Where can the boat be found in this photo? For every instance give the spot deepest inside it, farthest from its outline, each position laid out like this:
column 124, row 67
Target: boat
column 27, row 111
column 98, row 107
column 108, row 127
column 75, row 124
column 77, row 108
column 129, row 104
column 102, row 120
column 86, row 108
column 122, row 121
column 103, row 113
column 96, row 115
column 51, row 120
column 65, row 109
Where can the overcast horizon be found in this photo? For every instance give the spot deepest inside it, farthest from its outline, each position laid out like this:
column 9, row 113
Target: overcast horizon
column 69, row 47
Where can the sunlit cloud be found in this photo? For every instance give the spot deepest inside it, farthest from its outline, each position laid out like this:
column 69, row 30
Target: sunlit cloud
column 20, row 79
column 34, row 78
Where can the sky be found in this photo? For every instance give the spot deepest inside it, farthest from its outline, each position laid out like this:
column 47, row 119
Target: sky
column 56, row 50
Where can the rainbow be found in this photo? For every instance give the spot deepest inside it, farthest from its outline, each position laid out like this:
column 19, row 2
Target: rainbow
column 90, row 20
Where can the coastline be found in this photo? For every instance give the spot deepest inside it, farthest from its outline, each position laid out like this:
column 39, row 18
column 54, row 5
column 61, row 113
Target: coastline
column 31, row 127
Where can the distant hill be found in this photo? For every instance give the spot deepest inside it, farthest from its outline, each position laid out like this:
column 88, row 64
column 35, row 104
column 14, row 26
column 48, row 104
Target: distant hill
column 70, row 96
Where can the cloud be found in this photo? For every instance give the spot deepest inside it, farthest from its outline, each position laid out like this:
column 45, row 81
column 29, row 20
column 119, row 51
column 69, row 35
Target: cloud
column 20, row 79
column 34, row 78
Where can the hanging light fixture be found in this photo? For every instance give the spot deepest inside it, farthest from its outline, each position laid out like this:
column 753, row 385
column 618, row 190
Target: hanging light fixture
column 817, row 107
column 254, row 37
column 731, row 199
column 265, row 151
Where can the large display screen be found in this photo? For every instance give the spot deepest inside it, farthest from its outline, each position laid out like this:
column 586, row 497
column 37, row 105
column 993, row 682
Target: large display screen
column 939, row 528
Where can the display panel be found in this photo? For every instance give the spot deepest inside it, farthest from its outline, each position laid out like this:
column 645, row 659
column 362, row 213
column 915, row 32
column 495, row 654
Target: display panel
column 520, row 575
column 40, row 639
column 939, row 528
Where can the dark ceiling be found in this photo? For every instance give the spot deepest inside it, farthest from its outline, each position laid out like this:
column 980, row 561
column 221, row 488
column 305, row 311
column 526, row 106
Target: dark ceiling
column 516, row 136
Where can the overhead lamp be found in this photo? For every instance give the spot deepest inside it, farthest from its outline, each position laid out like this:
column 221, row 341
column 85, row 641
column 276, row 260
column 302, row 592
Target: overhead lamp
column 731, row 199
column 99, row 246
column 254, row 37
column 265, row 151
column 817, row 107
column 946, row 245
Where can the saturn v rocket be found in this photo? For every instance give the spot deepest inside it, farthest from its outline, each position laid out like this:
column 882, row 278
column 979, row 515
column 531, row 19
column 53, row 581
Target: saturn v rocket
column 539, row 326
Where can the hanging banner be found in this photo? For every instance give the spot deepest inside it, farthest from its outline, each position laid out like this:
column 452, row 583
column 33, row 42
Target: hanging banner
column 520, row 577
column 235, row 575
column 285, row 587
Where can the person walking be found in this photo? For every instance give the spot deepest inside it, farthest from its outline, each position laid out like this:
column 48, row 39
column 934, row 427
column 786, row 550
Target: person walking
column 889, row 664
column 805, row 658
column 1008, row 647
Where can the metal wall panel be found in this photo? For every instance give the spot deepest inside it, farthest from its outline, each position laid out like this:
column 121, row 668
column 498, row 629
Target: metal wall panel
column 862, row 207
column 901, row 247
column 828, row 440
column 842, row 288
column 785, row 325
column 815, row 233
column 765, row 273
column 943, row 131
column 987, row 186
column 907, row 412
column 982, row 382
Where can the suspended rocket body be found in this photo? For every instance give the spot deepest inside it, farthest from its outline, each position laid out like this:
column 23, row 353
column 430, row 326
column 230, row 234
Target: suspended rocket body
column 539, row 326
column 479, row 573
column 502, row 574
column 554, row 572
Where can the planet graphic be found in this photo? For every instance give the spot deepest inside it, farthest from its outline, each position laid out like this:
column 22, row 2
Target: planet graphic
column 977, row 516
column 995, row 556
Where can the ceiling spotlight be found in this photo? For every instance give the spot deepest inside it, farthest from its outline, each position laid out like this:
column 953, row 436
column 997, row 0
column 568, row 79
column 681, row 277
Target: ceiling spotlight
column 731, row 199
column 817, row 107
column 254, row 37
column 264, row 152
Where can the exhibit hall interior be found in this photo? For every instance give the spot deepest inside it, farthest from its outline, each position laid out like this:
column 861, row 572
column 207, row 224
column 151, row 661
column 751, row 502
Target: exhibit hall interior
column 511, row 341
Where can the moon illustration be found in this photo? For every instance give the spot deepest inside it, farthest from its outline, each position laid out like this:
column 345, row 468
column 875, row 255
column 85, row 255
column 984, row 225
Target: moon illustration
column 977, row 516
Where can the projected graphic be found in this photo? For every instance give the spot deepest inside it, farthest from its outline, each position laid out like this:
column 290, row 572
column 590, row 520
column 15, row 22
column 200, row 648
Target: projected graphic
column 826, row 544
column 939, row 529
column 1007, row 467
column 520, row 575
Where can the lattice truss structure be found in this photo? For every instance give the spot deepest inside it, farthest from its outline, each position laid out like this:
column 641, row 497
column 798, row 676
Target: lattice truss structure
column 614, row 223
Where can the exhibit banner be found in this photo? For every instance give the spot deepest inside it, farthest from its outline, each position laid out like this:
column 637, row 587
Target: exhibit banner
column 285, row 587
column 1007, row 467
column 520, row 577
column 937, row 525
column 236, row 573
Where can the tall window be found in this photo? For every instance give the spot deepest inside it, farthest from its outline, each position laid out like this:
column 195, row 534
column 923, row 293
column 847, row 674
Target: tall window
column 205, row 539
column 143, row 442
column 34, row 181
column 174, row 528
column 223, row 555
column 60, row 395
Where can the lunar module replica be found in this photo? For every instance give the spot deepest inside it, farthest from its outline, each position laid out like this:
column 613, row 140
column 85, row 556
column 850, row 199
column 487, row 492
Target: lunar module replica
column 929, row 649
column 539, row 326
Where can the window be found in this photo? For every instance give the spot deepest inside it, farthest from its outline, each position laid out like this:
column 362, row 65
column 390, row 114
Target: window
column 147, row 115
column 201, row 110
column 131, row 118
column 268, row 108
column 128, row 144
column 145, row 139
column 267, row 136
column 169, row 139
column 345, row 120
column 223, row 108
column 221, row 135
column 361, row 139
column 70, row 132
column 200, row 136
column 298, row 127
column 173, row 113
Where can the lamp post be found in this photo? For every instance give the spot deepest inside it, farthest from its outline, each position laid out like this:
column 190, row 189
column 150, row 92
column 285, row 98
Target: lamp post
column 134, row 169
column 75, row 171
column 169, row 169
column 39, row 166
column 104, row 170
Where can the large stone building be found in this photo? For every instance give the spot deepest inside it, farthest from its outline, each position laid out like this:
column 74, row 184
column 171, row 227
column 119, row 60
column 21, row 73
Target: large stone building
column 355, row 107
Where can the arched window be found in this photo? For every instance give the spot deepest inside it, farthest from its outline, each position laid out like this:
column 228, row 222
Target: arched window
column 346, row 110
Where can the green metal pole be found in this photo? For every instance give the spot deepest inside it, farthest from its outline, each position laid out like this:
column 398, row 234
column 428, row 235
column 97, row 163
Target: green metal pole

------------

◆ Work to be completed ◆
Restate the data in full so that no line differs from the original.

◆ Answer space ◆
Where can the boat be found in this photo? For every instance give the spot deepest inside it, farthest from its outline, each position laid out like this:
column 124, row 67
Target: boat
column 27, row 111
column 98, row 107
column 108, row 127
column 75, row 124
column 77, row 108
column 129, row 104
column 102, row 120
column 86, row 108
column 122, row 121
column 103, row 113
column 96, row 115
column 51, row 120
column 65, row 109
Where can the overcast horizon be found in this photo? For every instance give the spot deepest inside it, farthest from its outline, each position laid out like this:
column 9, row 113
Target: overcast horizon
column 69, row 47
Where can the sunlit cloud be found in this photo? For every instance give the spot deepest inside it, farthest from its outline, each position laid out like this:
column 69, row 30
Target: sunlit cloud
column 20, row 79
column 34, row 78
Where can the sky be found in this photo? For every instance give the spot deepest inside it, farthest from its outline, each position laid out like this:
column 47, row 119
Target: sky
column 56, row 50
Where can the rainbow be found in this photo? For every instance give the spot deepest inside it, farthest from its outline, each position laid out like this:
column 19, row 2
Target: rainbow
column 90, row 20
Where can the coastline be found in this photo? For every instance give the spot deepest inside it, farthest from its outline, each position laid out like this:
column 39, row 18
column 54, row 5
column 61, row 113
Target: coastline
column 31, row 127
Where can the distant hill be found in this photo? For every instance give the spot deepest inside it, farthest from its outline, each position laid out like this:
column 88, row 64
column 35, row 104
column 14, row 26
column 48, row 104
Target: distant hill
column 70, row 96
Where can the cloud be found in this photo? For every instance give the spot deepest inside it, farthest from its outline, each position laid out like this:
column 45, row 81
column 29, row 20
column 119, row 51
column 69, row 35
Target: cloud
column 20, row 79
column 34, row 78
Where can the hanging light fixture be found in this photo? For every instance give the spot deepest inside it, farthest from its outline, each position laid out like this:
column 753, row 385
column 618, row 190
Target: hanging light fixture
column 817, row 107
column 254, row 37
column 731, row 199
column 265, row 151
Where can the large display screen be found in this photo? For every instance give the spot deepest inside it, farthest from its outline, each position laid out like this:
column 586, row 497
column 37, row 105
column 993, row 682
Target: large display screen
column 939, row 528
Where can the display panel be found in this photo? For every instance give the spot deepest inside it, farthest from its outline, each position laid out like this:
column 645, row 659
column 362, row 213
column 915, row 32
column 495, row 654
Target: display panel
column 520, row 575
column 40, row 639
column 939, row 528
Where can the dark ceiling be found in this photo? For every instance give the spot deepest inside it, farthest from its outline, each position laid out like this:
column 980, row 561
column 221, row 488
column 305, row 311
column 526, row 106
Target: dark ceiling
column 516, row 136
Where can the overhead lamp be found in this photo? For every instance give the spot deepest inside it, farthest from its outline, each position laid out like this:
column 221, row 341
column 85, row 641
column 276, row 260
column 302, row 592
Target: overhead lamp
column 731, row 199
column 99, row 246
column 254, row 37
column 265, row 151
column 817, row 107
column 946, row 245
Where can the saturn v rocket be found in this photo? For every instance give the spot deepest inside it, farthest from its outline, each position laid out like this:
column 882, row 278
column 979, row 515
column 531, row 19
column 53, row 581
Target: saturn v rocket
column 539, row 326
Where can the hanging banner be found in this photo? For every instance give the spot deepest inside it, farthest from its outline, each position laid out like this:
column 452, row 583
column 33, row 42
Target: hanging banner
column 520, row 577
column 235, row 575
column 285, row 587
Where can the person walking be found in this photo? For every instance give the spot deepest inside it, farthest from its outline, each position laid out like this:
column 48, row 39
column 934, row 427
column 786, row 550
Target: person walking
column 889, row 664
column 805, row 658
column 1008, row 647
Where can the metal wall panel be found in this photo? For every instance give the spot deepest inside it, farthest from its outline, each position laid out like this:
column 121, row 668
column 498, row 629
Target: metal wall panel
column 862, row 207
column 901, row 247
column 828, row 440
column 842, row 288
column 785, row 325
column 815, row 233
column 765, row 273
column 943, row 131
column 987, row 186
column 907, row 412
column 982, row 382
Where can the suspended rocket body be found in this photo? For every instance give the spot deepest inside it, farthest from its outline, each position laid out like this:
column 23, row 353
column 430, row 326
column 230, row 234
Target: suspended rocket body
column 539, row 326
column 479, row 573
column 502, row 574
column 554, row 572
Where can the planet graphic be found in this photo? For every instance give the spot deepest inside it, farthest from its outline, each position laid out like this:
column 22, row 2
Target: planet graphic
column 977, row 516
column 995, row 556
Where can the ceiling spotlight be found in this photo? For every instance give the spot deepest inside it, farthest from its outline, each position laid out like this:
column 953, row 436
column 997, row 0
column 568, row 79
column 681, row 277
Target: ceiling spotlight
column 731, row 199
column 817, row 107
column 254, row 37
column 264, row 152
Where can the exhibit hall interior be found in this photo? For every instance give the spot deepest inside it, farthest from its outline, each position laid out like this:
column 861, row 572
column 207, row 224
column 151, row 661
column 751, row 502
Target: exhibit hall interior
column 511, row 341
Where can the moon illustration be found in this photo? For every instance give the spot deepest inside it, farthest from its outline, each position laid out like this:
column 345, row 468
column 875, row 255
column 85, row 255
column 984, row 225
Target: moon illustration
column 977, row 516
Where can the projected graphic be found in this photo? For every instance give the spot deepest inside it, farthest from its outline, each position laid out like this:
column 290, row 572
column 590, row 520
column 15, row 22
column 200, row 648
Target: projected graphic
column 826, row 544
column 939, row 529
column 1007, row 467
column 520, row 575
Where can the lattice truss structure be found in this photo? For every instance give the spot deepest inside it, farthest from its outline, each position laid out like this:
column 641, row 497
column 798, row 676
Target: lattice truss structure
column 614, row 223
Where can the exhibit banner be found in this photo? For every instance give the spot deepest inside it, farthest from its outline, each position laid out like this:
column 637, row 587
Target: exhibit banner
column 285, row 587
column 1007, row 467
column 520, row 577
column 937, row 525
column 236, row 573
Where can the tall window be found in this photo? For every instance give the spot deepest inside it, farthest from its outline, each position laid out like this:
column 195, row 534
column 923, row 293
column 847, row 674
Target: tall window
column 205, row 539
column 143, row 442
column 34, row 181
column 174, row 528
column 223, row 555
column 60, row 395
Where can the lunar module replica be found in this photo? For every instance give the spot deepest inside it, farthest from its outline, each position laid out like this:
column 613, row 140
column 85, row 556
column 850, row 199
column 487, row 492
Target: lunar module replica
column 929, row 649
column 539, row 326
Where can the window be found in this photo? For every instance give the spot deepest inside it, farthest from its outline, each position laid out like this:
column 362, row 65
column 390, row 114
Target: window
column 147, row 115
column 201, row 110
column 131, row 118
column 268, row 108
column 128, row 144
column 145, row 139
column 267, row 136
column 169, row 139
column 345, row 120
column 223, row 108
column 221, row 135
column 361, row 139
column 70, row 132
column 200, row 136
column 298, row 127
column 173, row 113
Where can the lamp post be found in this photo? For every instance give the spot deepest inside it, farthest from its outline, each position laid out like this:
column 190, row 189
column 150, row 92
column 285, row 98
Target: lamp post
column 134, row 169
column 75, row 171
column 169, row 169
column 39, row 166
column 104, row 170
Where can the large stone building be found in this photo? For every instance give the spot deepest inside it, farthest from its outline, each position laid out like this:
column 74, row 184
column 171, row 227
column 119, row 60
column 21, row 73
Target: large stone building
column 355, row 107
Where can the arched window be found in this photo? For every instance give the spot deepest inside it, farthest from its outline, each position laid out like this:
column 228, row 222
Target: arched window
column 346, row 110
Where can the green metal pole be found in this photo? For every instance give the spot deepest inside it, farthest from its outline, each position laid out like this:
column 398, row 234
column 428, row 235
column 97, row 163
Target: green metal pole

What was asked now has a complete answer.